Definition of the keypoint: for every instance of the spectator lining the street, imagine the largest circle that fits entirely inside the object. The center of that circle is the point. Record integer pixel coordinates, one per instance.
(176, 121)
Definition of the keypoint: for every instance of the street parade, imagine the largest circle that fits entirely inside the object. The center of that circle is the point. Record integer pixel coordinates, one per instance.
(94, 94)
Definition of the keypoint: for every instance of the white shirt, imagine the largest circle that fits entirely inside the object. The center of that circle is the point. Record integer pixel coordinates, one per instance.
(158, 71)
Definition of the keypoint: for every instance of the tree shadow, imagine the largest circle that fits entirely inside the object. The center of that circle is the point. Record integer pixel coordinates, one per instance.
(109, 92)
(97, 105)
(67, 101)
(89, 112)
- - -
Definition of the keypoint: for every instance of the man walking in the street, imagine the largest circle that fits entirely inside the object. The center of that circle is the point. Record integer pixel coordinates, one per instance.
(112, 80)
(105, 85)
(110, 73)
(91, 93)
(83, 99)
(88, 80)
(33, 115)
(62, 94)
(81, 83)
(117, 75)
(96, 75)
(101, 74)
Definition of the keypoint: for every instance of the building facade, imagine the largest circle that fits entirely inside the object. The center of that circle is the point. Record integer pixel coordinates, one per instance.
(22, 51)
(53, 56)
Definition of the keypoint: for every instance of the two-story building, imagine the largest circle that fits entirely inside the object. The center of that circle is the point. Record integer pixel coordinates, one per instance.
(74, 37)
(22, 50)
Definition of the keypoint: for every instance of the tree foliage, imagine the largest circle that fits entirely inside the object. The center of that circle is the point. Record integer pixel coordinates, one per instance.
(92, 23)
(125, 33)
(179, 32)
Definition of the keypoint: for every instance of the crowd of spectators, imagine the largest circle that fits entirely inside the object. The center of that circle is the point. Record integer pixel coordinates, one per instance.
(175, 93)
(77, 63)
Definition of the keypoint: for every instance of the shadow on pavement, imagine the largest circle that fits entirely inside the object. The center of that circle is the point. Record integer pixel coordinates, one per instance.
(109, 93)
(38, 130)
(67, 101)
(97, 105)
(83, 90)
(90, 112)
- - -
▸ **What the exercise asks**
Please pull out every line in the items above that contains the word "building", matching case exactly.

▸ **Reply**
Definition of the keypoint: for every instance of the building facade, imagine the largest circle that fits entirely inside the object. The center of that circle is the point. Record integer pixel coordinates, one per instance.
Definition of the keypoint: for every instance of the two-story building, imagine the largest circle that fits entirely inside the object. The center of that circle is the point. Record integer pixel coordinates, one per instance.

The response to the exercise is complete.